Work to be completed ->
Duplicate the stretch of the housing column from "Yes to Housing" through "Reed/Mayoral Photography Office.".

Text segment ->
Yes to Housing in God’s Backyard

by Mayor Eric Adams

Mayor Eric Adams announced additional details to help faith-based organizations build critically needed affordable housing during a visit to the Antioch Baptist Church to ministers at the church. Photo by Ed Reed/Mayoral Photography Office.

When we came into office, we had a clear mission: protect public safety, rebuild our economy as quickly as possible, and make our city more livable for New Yorkers. The key to livability is affordable housing. It is the bedrock on which New Yorkers can build a family, a life, or continue living in the city they love. However, insufficient affordable housing is currently available to meet our city’s needs.

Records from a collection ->
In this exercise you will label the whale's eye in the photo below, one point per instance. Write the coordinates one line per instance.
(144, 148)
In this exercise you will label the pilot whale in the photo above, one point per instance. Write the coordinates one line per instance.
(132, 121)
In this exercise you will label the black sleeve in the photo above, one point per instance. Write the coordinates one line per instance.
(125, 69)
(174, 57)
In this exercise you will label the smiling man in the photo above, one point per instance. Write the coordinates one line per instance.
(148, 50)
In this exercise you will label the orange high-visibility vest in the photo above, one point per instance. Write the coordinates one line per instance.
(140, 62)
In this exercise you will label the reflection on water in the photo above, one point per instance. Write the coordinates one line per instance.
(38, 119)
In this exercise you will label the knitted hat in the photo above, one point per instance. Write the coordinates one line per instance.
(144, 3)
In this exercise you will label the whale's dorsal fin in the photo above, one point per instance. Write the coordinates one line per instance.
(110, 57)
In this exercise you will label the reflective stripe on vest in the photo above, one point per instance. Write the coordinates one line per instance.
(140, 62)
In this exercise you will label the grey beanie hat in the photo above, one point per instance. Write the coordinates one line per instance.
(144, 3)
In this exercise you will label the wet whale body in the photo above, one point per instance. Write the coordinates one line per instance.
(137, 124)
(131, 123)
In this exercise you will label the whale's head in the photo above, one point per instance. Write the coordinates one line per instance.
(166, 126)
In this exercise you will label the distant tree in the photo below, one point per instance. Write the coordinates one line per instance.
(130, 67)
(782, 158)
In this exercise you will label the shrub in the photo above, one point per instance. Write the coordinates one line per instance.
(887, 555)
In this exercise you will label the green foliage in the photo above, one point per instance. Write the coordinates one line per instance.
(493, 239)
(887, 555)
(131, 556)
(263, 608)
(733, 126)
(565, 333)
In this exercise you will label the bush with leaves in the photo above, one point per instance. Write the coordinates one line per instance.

Written answer ->
Yes to Housing in God’s Backyard

by Mayor Eric Adams

Mayor Eric Adams announced additional details to help faith-based organizations build critically needed affordable housing during a visit to the Antioch Baptist Church to ministers at the church. Photo by Ed Reed/Mayoral Photography Office.